The prison has been renovated in recent years with assistance from the United States, including the United States Army Corps of Engineers. In 2007, the U.S. military began transferring some of its detainees from Bagram Air Base in Afghanistan to the Pul-e-Charkhi prison. By January 2008, as many as 125 detainees from the Parwan Detention Facility and 32 detainees from the U.S. Guantanamo Bay detention camp had been transferred to Pul-e-Charkhi. This was followed by the transfer of some 250 more detainees.

The United States repeatedly announced that it will be shutting down its Guantanamo Bay detention camps, in Cuba. The Americans planned to transfer most of the captives held in extrajudicial detention in Guantanamo, and in its less well known Parwan Detention Facility to Afghan custody.

The initial plan called for reducing the maximum number of men held per cell from the current eight, to just two. For security reasons every cell would be equipped with its own toilet, replacing the current insecure method of letting all the captives leave their cells and share a single toilet at the end of each cell block.

Under this initial plan, the modernization of this wing cost $20 million, and would have a maximum capacity of 670 captives. However, after a tour of the facility, during its modernization, it was realized that, for cultural reasons, captives could not be expected to share a toilet with another man. Afghan cultural modesty would not allow a captive to use a toilet with another man present, cutting the capacity of the modernized facility in half.

On May 6, 2007, two American soldiers, Colonel James W. Harrison Jr. and Master Sergeant Wilberto Sabalu, part of the oversight team, were shot dead by one of the Afghan guards. This forced a delay on construction as all the guards underwent new security checks. Finally, there was controversy within the Afghan government as to which ministry would be responsible for the modernized part of the prison.

**Data listing**

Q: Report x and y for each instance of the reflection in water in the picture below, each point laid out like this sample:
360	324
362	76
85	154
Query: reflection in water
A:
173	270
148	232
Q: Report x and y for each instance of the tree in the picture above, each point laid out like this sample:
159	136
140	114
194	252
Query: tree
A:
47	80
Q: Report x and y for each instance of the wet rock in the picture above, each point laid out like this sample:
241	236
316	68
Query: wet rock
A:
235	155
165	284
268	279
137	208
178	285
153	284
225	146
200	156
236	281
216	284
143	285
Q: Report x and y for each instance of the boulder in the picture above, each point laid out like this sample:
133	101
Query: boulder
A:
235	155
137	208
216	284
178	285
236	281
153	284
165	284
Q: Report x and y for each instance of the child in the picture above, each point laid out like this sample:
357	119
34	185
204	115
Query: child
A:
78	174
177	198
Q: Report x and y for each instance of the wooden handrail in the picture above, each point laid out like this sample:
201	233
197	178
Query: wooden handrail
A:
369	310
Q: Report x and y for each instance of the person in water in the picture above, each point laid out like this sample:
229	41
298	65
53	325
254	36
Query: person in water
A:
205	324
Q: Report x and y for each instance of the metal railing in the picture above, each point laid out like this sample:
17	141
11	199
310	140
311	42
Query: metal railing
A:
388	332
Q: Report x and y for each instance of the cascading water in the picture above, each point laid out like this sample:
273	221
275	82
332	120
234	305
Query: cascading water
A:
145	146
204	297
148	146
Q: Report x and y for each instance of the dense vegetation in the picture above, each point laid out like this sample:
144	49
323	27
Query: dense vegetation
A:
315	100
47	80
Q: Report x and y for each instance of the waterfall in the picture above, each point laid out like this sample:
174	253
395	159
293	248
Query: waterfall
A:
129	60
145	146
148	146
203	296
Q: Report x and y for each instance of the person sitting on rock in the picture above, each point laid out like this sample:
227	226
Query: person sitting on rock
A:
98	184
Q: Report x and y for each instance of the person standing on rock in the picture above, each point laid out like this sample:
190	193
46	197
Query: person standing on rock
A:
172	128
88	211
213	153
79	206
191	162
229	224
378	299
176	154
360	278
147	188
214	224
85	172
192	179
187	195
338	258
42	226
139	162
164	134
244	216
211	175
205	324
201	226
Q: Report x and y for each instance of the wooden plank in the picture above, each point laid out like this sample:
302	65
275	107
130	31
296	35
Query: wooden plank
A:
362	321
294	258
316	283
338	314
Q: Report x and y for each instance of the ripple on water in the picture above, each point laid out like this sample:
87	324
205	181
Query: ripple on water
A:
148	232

**What to do**
Give the stretch of the Pul-e-Charkhi prison text from "The prison has" through "250 more detainees." again, substituting "prisoners" for "detainees".

**Response to the task**
The prison has been renovated in recent years with assistance from the United States, including the United States Army Corps of Engineers. In 2007, the U.S. military began transferring some of its prisoners from Bagram Air Base in Afghanistan to the Pul-e-Charkhi prison. By January 2008, as many as 125 prisoners from the Parwan Detention Facility and 32 prisoners from the U.S. Guantanamo Bay detention camp had been transferred to Pul-e-Charkhi. This was followed by the transfer of some 250 more prisoners.